> **Task description**
Copy the data below, beginning with the line that contains "on pole in the photo above." and continuing through the end of the data, and keep the requests unchanged. Raise every coordinate value in the answers by 127, and give only those lines.

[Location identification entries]

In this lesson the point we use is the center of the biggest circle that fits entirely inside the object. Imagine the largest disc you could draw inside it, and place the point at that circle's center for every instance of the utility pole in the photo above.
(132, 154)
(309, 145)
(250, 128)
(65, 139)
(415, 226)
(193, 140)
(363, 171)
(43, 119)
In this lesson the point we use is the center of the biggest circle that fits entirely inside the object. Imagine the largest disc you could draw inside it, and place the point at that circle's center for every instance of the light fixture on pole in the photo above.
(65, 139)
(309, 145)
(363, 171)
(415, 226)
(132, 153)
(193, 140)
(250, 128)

> **Correct output**
In this lesson the point we use is the center of the biggest circle that fits entirely inside the object. Imagine the largest disc you could draw inside it, and place the point at that circle's center for every instance of the light fixture on pole in the photo above.
(192, 266)
(436, 272)
(490, 298)
(542, 353)
(259, 280)
(320, 267)
(377, 255)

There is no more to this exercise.